Entries shown:
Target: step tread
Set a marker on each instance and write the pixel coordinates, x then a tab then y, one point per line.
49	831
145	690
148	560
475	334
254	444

Short task:
Output all of the material, please, exactly as it stands.

Worked solution:
Target: step tread
Set a marker on each instance and write the pixel coordinates, x then a tab then y, one point per line.
49	831
145	690
148	560
475	334
254	444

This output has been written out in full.